Gereklilik 1: Aşağıda verilen veri kümesi satırlarından "Where can you see the paved" ifadesini içeren satırdan başlayarak "column 447, row 252" ifadesini içeren satır da dahil olmak üzere aradaki satırları aynen tekrarlayınız.

Kaynak Metin Parçası:
▶

Ama şimdi; "kimler yok ki, kimler zan altında" değil ki?

Şimdi gelin de ayıklayın, bakalım pirincin taşını…

Kim nasıl ayıklayacak bilemiyorum…

Lakin her şey meçhuliyet arzı içerisinde.

***

Yazıya nokta koyarken…

İl Valiliğinden… Olup-bitenlere dair; "yazılı" açıklama, geldi…

İşlem ve işlevlerle alakalı…

Her ne kadar; "mevzuat ve duyurudan" söz ediliyorsa da…

Doğrusu… Oluşan kafa karışıklığına…

İşin "zıvanadan" çıkma durumunu pek de; "tatminkâr" görmedim…

Çünkü "eğerle, ama ile" başlayan her mesele gibi…

Soruları ikmal ettiriyor…

Ki burada da, "çok" kullanıldığı görülüyor!

Durum; "her türlü" polemiğe açık!

◀

Gereklilik 2:
Kaynak metin parçasına göre aşağıdaki soruları yanıtlayınız:
(a) Olup bitenlere dair yazılı açıklama nereden gelmiştir?
(b) Açıklamada nelerden söz edilmektedir?
(c) Metnin sonunda durum neye açık olarak nitelendirilmektedir?

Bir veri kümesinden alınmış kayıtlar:
▶

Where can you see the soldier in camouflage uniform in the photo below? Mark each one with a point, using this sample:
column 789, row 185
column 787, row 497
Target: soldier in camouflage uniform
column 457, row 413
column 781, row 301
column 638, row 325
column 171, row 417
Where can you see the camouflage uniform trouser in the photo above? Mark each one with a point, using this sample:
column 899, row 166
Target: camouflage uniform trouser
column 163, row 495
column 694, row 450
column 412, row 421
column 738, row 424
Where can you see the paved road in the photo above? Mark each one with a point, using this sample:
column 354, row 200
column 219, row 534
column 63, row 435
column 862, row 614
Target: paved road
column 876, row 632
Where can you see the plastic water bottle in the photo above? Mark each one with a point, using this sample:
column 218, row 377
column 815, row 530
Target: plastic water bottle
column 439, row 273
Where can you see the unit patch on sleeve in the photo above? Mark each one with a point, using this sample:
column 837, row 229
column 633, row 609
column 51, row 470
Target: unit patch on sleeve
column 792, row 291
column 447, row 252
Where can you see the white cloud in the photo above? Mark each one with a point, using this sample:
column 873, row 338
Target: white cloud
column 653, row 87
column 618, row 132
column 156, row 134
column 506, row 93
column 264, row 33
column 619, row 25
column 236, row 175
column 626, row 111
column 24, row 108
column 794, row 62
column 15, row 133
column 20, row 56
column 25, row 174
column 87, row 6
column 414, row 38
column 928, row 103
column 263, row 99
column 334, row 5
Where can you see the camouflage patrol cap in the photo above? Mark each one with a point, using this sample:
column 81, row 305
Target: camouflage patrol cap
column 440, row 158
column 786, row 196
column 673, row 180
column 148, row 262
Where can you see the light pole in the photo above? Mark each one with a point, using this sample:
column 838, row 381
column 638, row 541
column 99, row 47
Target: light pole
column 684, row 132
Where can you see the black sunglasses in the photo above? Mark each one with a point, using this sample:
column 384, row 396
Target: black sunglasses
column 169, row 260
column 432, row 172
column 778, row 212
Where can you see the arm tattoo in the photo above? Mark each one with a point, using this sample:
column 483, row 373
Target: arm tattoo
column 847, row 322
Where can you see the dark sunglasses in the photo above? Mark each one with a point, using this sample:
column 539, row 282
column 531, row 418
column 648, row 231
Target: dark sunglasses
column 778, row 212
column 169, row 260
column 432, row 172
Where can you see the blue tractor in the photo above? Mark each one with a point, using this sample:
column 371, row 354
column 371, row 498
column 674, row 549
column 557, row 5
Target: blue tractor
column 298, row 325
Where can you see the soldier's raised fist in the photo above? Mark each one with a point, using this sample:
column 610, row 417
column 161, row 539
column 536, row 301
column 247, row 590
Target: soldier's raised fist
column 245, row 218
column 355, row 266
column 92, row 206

◀

Tam Yanıt 1:
Where can you see the paved road in the photo above? Mark each one with a point, using this sample:
column 354, row 200
column 219, row 534
column 63, row 435
column 862, row 614
Target: paved road
column 876, row 632
Where can you see the plastic water bottle in the photo above? Mark each one with a point, using this sample:
column 218, row 377
column 815, row 530
Target: plastic water bottle
column 439, row 273
Where can you see the unit patch on sleeve in the photo above? Mark each one with a point, using this sample:
column 837, row 229
column 633, row 609
column 51, row 470
Target: unit patch on sleeve
column 792, row 291
column 447, row 252

Tam Yanıt 2:
(a) İl Valiliğinden.
(b) Mevzuat ve duyurudan.
(c) "Her türlü" polemiğe.